____ Material supplied

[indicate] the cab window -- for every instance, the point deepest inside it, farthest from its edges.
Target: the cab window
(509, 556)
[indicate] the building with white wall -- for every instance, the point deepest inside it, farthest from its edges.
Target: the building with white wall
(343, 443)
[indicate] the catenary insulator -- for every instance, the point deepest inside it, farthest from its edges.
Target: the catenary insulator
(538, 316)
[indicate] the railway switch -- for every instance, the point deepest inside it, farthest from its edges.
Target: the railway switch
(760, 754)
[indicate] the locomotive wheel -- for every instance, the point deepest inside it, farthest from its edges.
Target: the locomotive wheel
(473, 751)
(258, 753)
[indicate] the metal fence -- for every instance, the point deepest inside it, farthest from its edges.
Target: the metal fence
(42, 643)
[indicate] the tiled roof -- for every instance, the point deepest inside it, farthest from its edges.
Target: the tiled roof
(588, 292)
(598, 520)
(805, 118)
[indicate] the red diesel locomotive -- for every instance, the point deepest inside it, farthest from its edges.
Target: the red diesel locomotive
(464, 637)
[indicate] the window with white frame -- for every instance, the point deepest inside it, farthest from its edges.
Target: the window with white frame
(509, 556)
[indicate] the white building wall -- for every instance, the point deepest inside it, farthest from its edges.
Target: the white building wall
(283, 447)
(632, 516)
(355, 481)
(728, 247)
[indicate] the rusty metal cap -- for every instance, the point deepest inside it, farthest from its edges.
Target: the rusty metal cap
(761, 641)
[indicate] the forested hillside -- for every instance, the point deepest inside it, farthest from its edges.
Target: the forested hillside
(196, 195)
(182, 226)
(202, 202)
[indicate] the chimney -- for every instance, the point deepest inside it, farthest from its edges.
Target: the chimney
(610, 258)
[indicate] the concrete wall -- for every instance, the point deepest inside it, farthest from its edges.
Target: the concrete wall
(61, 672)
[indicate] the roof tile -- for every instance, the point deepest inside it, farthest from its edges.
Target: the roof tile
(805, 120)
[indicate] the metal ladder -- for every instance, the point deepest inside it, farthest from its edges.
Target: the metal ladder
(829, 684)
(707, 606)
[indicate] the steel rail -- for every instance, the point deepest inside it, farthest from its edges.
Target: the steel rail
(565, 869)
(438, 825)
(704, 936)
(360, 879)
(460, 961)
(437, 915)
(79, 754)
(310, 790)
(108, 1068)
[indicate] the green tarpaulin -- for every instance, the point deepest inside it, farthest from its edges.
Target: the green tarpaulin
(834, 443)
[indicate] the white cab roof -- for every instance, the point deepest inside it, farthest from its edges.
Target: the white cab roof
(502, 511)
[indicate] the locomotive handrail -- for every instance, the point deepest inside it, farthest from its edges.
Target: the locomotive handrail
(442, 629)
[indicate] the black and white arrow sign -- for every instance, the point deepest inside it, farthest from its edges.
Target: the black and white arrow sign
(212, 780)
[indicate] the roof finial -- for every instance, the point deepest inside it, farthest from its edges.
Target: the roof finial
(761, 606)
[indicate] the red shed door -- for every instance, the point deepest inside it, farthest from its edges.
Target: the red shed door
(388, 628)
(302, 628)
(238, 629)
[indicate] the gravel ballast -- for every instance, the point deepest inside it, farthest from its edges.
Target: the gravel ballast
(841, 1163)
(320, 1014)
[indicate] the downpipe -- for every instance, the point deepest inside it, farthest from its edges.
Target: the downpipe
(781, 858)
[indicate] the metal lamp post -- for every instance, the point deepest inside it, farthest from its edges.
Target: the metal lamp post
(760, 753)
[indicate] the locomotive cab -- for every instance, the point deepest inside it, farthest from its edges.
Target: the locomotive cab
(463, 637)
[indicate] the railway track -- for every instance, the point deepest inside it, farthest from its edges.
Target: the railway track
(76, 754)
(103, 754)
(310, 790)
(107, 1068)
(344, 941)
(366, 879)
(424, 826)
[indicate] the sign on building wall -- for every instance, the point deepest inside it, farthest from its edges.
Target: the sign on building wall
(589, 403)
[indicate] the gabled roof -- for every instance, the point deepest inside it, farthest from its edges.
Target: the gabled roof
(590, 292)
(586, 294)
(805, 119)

________

Beginning at the first line of the records, retype exactly every line up to and including the one with "[indicate] the white building".

[indicate] the cab window -- for every instance, the point deepest inside it, farthest from its edges.
Target: the cab window
(509, 556)
[indicate] the building with white wall -- for every instance, the point deepest inside it, farthest from its edges.
Target: the building with white wall
(343, 443)
[indicate] the catenary insulator -- for every instance, the point deepest inside it, farthest from its edges.
Target: the catenary insulator
(538, 316)
[indicate] the railway switch -- for every instance, the point deepest inside it, farthest from its edges.
Target: the railway switch
(760, 754)
[indicate] the locomotive wheel -- for every instance, the point deepest inside it, farthest from its edges.
Target: the locomotive wheel
(473, 751)
(258, 753)
[indicate] the metal fence -- for every instance, the point deepest inside it, farthest from its edges.
Target: the metal fence
(42, 643)
[indicate] the tiled roof -- for every instance, the point deepest inside it, farthest from its edges.
Target: the tiled roof
(588, 292)
(598, 520)
(805, 118)
[indicate] the red diesel locomotive -- for every instance, the point deepest inside it, farthest from its edges.
Target: the red diesel locomotive
(464, 637)
[indicate] the window with white frame -- for every instance, the point deepest inside it, farthest from its edges.
Target: the window with white frame
(509, 556)
[indicate] the white building wall -- for every instance, the point deepest inside it, farthest from its edges.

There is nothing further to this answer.